Reading passage |
################

Contrary to Poynter’s assertions, the expert witness explained her methodology in
detail and acknowledged that cell phones generally, but not always, connect to the closest
cell tower. The expert witness also was not required to perform testing in the field before
her testimony could be admitted. Indeed, the expert witness testified about the detailed
reports that she received from the relevant cellular service provider and the general
accuracy of those reports, which together made it unnecessary to perform field-testing.
Moreover, insofar as Poynter criticizes the expert witness for not testifying about published
studies of historical cell site analysis or the error rate for such analysis, the witness likely
did not do so because Poynter never challenged the admissibility of the witness’s testimony
on those grounds. In any event, while Daubert acknowledges the relevance of such
information, 509 U.S. at 593-94, “Daubert’s fundamental command” is that “expert
testimony be reliable and relevant,” In re Lipitor (Atorvastatin Calcium) Mktg., Sales
Pracs. & Prods. Liab. Litig., 892 F.3d 624, 638 (4th Cir. 2018). And here, the expert
witness offered sufficient testimony establishing that her principles and methods were
reliable and that her testimony was relevant to the charges against Poynter.

################

Records supplied |
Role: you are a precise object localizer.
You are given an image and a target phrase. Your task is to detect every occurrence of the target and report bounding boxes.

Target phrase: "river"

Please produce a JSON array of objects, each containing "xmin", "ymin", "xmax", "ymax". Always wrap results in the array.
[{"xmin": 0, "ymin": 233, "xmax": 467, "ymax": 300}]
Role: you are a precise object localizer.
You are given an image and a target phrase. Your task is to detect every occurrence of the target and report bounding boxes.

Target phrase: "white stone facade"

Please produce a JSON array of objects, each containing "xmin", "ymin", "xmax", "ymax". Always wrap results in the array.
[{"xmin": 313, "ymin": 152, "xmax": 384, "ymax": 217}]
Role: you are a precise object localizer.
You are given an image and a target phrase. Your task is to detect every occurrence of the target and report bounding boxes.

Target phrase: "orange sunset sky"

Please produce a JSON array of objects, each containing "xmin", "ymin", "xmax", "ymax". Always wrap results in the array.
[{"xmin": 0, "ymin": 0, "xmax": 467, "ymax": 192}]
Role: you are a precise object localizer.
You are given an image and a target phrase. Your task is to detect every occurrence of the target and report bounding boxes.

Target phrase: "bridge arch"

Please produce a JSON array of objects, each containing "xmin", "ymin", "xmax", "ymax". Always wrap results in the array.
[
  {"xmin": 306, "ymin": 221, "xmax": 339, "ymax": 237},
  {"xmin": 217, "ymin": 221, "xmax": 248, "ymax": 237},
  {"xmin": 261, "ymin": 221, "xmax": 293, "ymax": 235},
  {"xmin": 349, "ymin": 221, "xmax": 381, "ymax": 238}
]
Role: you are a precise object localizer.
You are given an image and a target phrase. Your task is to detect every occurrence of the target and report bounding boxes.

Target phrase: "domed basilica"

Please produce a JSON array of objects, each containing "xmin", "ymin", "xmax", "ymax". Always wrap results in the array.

################

Tasks to complete |
• A. In the passage on expert testimony, what did the expert witness acknowledge about which tower cell phones connect to?
• B. Rewrite the paragraph beginning "Contrary to Poynter’s assertions" from the passage on expert testimony as a brief bulleted list that keeps its main facts.
The rows play no role in this exercise.

Expected results |
• A. She acknowledged that cell phones generally, but not always, connect to the closest cell tower.

• B.
- The expert witness explained her methodology in detail and acknowledged that cell phones generally, but not always, connect to the closest cell tower.
- She did not have to perform field-testing before her testimony could be admitted. The detailed reports she received from the cellular service provider, along with their general accuracy, made field-testing unnecessary.
- She likely did not address published studies or error rates for historical cell site analysis because Poynter never challenged her testimony on those grounds.
- Daubert recognizes that such information is relevant, but its fundamental command is that expert testimony be reliable and relevant (In re Lipitor, 892 F.3d 624, 638 (4th Cir. 2018)).
- The expert showed that her principles and methods were reliable and that her testimony was relevant to the charges against Poynter.